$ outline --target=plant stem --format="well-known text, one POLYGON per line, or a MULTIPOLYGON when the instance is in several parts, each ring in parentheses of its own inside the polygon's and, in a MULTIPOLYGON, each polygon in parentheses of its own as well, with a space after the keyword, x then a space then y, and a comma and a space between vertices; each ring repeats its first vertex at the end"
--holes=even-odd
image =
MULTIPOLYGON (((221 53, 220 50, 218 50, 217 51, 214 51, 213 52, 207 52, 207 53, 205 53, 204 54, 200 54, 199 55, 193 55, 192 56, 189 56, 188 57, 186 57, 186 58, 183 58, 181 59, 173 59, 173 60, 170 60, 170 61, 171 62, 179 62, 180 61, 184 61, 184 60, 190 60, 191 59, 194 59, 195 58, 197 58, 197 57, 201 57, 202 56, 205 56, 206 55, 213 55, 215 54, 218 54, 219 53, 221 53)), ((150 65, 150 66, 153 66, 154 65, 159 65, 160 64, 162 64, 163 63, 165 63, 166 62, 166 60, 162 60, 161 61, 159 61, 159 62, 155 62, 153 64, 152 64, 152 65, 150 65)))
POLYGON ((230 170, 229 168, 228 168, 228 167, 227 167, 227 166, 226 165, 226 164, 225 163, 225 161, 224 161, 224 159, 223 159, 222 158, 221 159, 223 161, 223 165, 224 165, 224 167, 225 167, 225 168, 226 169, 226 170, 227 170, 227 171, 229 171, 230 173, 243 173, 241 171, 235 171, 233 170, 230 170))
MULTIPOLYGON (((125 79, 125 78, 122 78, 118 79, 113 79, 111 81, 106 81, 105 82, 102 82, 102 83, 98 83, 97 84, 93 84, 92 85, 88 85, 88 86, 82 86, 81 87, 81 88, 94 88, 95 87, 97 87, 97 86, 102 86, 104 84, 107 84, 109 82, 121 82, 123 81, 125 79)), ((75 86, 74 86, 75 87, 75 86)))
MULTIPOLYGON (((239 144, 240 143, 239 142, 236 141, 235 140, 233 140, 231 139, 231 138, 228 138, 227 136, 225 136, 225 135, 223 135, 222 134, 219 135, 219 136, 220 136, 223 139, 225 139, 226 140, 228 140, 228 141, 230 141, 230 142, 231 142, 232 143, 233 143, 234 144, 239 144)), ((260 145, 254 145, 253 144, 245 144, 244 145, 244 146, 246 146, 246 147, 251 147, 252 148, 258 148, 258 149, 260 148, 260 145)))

## Exercise
Please repeat all the records above exactly as they appear.

## Correct output
$ outline --target=plant stem --format="well-known text, one POLYGON per line, or a MULTIPOLYGON when the instance is in several parts, each ring in parentheses of its own inside the polygon's and, in a MULTIPOLYGON, each polygon in parentheses of its own as well, with a space after the keyword, x then a space then y, and a comma and a space between vertices; each ring repeats its first vertex at the end"
--holes=even-odd
image =
MULTIPOLYGON (((221 53, 220 50, 218 50, 217 51, 214 51, 213 52, 207 52, 207 53, 205 53, 204 54, 200 54, 199 55, 193 55, 192 56, 189 56, 188 57, 186 57, 186 58, 183 58, 181 59, 173 59, 173 60, 170 60, 170 61, 171 62, 179 62, 180 61, 184 61, 184 60, 190 60, 191 59, 194 59, 195 58, 197 58, 197 57, 201 57, 202 56, 205 56, 206 55, 213 55, 215 54, 218 54, 219 53, 221 53)), ((150 65, 150 66, 153 66, 154 65, 159 65, 160 64, 162 64, 163 63, 165 63, 166 62, 166 60, 162 60, 161 61, 159 61, 159 62, 155 62, 153 64, 152 64, 152 65, 150 65)))
POLYGON ((230 170, 229 168, 228 168, 228 167, 227 167, 227 166, 226 165, 226 164, 225 163, 225 161, 224 161, 224 159, 223 159, 222 158, 221 159, 223 161, 223 165, 224 165, 224 167, 225 167, 225 168, 226 169, 226 170, 227 170, 227 171, 229 171, 230 173, 243 173, 241 171, 235 171, 233 170, 230 170))
MULTIPOLYGON (((125 79, 125 78, 122 78, 118 79, 113 79, 111 81, 106 81, 105 82, 102 82, 102 83, 98 83, 97 84, 93 84, 92 85, 88 85, 88 86, 82 86, 81 87, 81 88, 94 88, 95 87, 97 87, 97 86, 102 86, 104 84, 107 84, 109 82, 121 82, 123 81, 125 79)), ((75 86, 74 86, 75 87, 75 86)))
MULTIPOLYGON (((239 144, 240 143, 239 142, 236 141, 235 140, 233 140, 231 139, 231 138, 228 138, 227 136, 225 136, 225 135, 223 135, 222 134, 219 135, 219 136, 220 136, 223 139, 225 139, 226 140, 228 140, 228 141, 230 141, 230 142, 231 142, 232 143, 233 143, 234 144, 239 144)), ((260 145, 254 145, 253 144, 245 144, 244 145, 244 146, 246 146, 246 147, 251 147, 252 148, 258 148, 258 149, 260 148, 260 145)))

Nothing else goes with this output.